ITEMS:

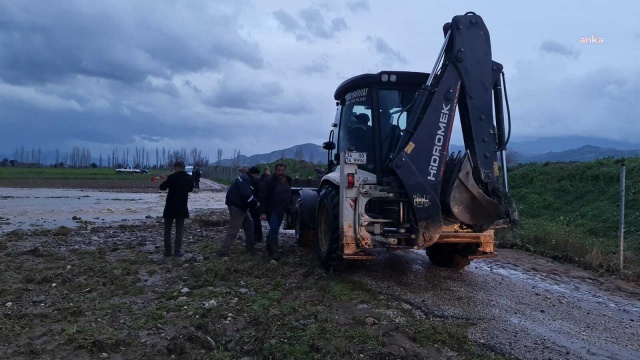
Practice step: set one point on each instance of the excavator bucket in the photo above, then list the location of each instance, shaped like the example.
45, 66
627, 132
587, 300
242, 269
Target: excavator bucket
463, 200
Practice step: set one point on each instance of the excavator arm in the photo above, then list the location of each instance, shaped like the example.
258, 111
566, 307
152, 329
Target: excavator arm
463, 188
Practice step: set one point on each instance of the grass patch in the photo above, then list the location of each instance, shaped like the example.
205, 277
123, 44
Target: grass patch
570, 212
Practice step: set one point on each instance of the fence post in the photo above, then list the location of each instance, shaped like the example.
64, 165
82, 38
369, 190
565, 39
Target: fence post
622, 196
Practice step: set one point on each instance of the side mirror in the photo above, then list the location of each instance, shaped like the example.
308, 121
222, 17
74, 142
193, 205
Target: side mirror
329, 145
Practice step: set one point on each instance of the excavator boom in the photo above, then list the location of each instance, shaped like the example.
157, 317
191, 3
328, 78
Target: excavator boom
464, 188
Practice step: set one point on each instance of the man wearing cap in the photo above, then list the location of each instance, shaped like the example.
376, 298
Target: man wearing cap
179, 184
239, 200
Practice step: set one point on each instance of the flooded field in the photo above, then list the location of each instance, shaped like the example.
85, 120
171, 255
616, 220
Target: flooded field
50, 208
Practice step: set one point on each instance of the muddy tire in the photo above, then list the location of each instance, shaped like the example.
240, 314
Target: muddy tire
328, 231
447, 256
305, 237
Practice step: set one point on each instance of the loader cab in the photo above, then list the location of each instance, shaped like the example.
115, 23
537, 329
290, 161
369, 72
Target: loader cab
372, 113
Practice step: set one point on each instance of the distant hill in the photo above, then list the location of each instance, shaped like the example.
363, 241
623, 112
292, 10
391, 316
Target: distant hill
526, 151
561, 143
583, 153
309, 152
554, 149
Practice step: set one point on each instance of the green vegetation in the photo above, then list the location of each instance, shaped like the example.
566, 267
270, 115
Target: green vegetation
48, 173
77, 178
113, 298
570, 212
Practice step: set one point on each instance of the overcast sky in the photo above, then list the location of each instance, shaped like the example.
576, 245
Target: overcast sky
260, 75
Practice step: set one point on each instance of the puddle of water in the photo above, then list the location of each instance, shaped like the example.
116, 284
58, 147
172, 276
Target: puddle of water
50, 208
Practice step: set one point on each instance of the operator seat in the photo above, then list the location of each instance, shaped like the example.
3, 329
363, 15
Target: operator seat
360, 133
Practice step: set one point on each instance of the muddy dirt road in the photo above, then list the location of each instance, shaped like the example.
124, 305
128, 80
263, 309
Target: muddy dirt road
519, 304
49, 208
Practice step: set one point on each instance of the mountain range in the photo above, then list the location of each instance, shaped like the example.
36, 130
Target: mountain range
553, 149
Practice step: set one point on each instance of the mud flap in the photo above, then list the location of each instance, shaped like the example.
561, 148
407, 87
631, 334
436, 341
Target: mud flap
465, 200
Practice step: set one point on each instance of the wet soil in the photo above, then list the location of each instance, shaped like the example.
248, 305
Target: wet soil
107, 291
519, 304
71, 287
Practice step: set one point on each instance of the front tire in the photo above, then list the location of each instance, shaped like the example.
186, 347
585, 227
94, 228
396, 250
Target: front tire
305, 237
328, 231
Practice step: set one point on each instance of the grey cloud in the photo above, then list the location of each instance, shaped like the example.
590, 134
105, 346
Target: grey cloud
317, 67
359, 5
190, 85
388, 54
554, 47
288, 22
46, 42
244, 94
312, 24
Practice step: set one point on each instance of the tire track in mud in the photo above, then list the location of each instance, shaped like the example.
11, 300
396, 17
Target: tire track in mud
518, 304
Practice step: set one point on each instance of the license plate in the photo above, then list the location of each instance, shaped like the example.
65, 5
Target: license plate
355, 158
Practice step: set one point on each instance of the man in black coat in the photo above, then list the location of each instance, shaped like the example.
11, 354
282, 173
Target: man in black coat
179, 184
239, 200
197, 174
275, 197
254, 211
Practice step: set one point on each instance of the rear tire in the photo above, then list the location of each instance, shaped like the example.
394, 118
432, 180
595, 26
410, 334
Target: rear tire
305, 236
449, 256
328, 231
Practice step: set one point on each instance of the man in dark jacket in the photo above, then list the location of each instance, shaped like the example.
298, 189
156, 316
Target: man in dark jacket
276, 200
179, 184
239, 200
255, 211
197, 174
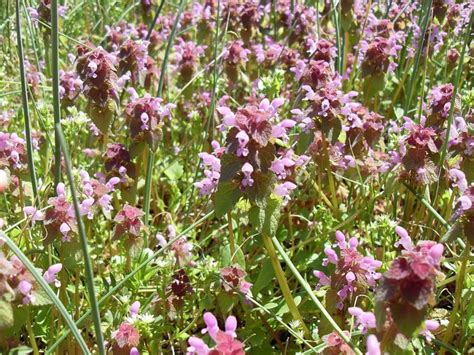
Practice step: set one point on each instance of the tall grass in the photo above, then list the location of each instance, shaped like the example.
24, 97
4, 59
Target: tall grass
56, 100
151, 155
24, 99
57, 302
84, 245
122, 282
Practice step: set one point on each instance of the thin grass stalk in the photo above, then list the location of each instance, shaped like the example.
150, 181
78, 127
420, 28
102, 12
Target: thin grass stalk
337, 25
427, 11
59, 305
210, 119
119, 284
273, 315
310, 292
83, 240
456, 83
26, 111
151, 156
153, 22
56, 100
285, 289
457, 297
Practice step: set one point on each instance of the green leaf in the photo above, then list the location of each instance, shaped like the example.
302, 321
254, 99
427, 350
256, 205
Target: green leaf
266, 215
453, 233
230, 166
6, 314
227, 195
265, 276
409, 320
40, 298
261, 186
21, 350
399, 113
175, 171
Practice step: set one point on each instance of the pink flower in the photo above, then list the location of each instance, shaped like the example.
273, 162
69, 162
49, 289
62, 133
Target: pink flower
364, 320
284, 189
247, 170
126, 335
404, 240
34, 213
225, 340
50, 275
373, 345
128, 222
134, 308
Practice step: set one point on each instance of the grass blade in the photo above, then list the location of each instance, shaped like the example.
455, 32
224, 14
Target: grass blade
308, 289
56, 101
427, 11
59, 305
457, 79
84, 246
151, 155
26, 111
153, 22
114, 289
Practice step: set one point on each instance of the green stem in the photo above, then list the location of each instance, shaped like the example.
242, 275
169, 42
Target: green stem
31, 334
231, 237
151, 156
51, 294
84, 246
456, 85
427, 11
457, 297
310, 292
26, 111
56, 100
119, 284
285, 289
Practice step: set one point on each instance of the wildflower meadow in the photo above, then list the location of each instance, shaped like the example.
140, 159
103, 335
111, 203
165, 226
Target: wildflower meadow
232, 177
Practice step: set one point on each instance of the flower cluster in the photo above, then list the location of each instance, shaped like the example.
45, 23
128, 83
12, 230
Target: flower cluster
97, 70
12, 151
225, 340
17, 285
70, 86
145, 118
181, 247
60, 219
233, 278
407, 288
98, 194
250, 152
132, 57
353, 273
211, 164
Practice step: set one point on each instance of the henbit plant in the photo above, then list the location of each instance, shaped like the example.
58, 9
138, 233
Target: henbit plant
316, 157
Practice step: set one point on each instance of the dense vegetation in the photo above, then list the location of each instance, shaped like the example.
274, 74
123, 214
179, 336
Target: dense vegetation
236, 176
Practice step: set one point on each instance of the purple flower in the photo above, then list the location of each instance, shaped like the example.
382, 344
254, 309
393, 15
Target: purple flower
50, 275
135, 308
404, 240
364, 320
225, 340
284, 189
373, 345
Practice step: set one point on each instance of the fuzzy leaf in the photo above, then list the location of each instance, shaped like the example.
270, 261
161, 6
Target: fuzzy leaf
265, 276
227, 195
409, 320
266, 215
260, 189
230, 166
6, 314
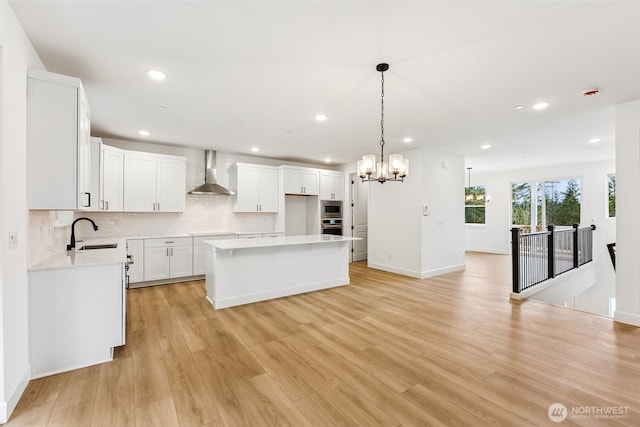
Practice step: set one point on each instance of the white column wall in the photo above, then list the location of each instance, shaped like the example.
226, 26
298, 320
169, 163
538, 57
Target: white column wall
443, 239
401, 239
17, 55
628, 213
394, 208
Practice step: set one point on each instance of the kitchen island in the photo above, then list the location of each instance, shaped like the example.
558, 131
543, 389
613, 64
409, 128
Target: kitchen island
242, 271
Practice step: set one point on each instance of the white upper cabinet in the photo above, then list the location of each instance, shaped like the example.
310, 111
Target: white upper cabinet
331, 185
112, 179
58, 143
171, 183
154, 183
301, 181
257, 188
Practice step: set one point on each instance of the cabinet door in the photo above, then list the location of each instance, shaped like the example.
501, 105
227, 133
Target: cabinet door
156, 263
326, 186
52, 146
181, 261
248, 199
338, 186
135, 248
310, 182
139, 182
171, 184
112, 179
293, 181
268, 190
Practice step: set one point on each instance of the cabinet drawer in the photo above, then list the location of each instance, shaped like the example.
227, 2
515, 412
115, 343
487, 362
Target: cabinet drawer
201, 239
167, 241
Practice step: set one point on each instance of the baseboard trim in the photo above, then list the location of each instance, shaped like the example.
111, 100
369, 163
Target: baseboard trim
632, 319
7, 407
418, 274
392, 269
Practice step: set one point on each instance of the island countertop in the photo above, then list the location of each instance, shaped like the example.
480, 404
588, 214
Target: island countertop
278, 241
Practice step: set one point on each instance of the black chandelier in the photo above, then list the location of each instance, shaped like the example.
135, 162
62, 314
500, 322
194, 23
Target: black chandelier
397, 168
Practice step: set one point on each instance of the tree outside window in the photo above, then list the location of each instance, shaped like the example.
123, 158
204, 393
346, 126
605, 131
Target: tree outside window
474, 204
611, 184
556, 203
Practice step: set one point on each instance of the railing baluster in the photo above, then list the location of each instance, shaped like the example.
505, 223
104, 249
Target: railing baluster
536, 257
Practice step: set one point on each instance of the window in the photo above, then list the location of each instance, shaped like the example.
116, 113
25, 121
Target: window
562, 202
474, 208
611, 189
557, 202
521, 204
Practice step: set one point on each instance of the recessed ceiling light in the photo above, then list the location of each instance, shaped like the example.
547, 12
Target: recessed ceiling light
540, 105
156, 74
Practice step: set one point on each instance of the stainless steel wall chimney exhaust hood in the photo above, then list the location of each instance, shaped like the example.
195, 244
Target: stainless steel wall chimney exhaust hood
210, 185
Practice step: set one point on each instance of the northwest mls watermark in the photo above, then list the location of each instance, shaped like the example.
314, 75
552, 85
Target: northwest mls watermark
558, 412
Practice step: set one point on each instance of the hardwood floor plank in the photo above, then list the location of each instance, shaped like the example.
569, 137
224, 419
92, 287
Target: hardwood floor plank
159, 413
115, 401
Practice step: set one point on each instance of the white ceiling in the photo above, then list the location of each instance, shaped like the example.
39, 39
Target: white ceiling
243, 74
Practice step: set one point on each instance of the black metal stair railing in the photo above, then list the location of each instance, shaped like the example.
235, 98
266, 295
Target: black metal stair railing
536, 257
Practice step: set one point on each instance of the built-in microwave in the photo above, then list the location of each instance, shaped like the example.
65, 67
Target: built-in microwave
331, 209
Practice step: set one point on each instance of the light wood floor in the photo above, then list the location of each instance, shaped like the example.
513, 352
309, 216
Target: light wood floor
387, 350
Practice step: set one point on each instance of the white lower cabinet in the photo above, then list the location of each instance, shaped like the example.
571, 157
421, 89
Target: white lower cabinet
76, 317
168, 258
200, 251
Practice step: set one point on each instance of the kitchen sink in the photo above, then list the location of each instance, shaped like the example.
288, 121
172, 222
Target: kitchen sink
103, 246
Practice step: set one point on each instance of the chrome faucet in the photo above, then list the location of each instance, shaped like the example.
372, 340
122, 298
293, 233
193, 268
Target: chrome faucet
72, 245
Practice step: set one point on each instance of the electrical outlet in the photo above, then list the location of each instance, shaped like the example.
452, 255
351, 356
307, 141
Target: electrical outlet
13, 240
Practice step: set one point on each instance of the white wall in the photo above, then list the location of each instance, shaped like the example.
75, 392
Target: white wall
495, 237
404, 241
628, 212
17, 56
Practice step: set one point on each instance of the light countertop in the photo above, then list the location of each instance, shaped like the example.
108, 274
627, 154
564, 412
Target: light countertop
86, 258
278, 241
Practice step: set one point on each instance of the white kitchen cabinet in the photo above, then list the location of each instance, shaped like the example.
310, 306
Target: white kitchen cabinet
58, 143
200, 251
257, 188
135, 250
168, 258
301, 181
331, 185
76, 317
154, 183
112, 179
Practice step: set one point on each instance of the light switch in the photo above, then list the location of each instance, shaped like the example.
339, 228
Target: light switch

WORK INSTRUCTIONS: Quote, without alteration, the final stretch of the entries: the line with "the white kitchen" onward to the last line.

WRITTEN SOLUTION:
Practice step: set one point on each instance of the white kitchen cabinet in the photo above, then list the location of each instance, shaped like the example.
310, 306
Target: white kitchen cabinet
58, 143
200, 251
257, 188
135, 250
168, 258
301, 181
331, 185
76, 317
154, 183
112, 179
Practice step: set one point on each instance of the light switch in the photo above, then list the location of each instance, shaped like the example.
339, 228
Target: light switch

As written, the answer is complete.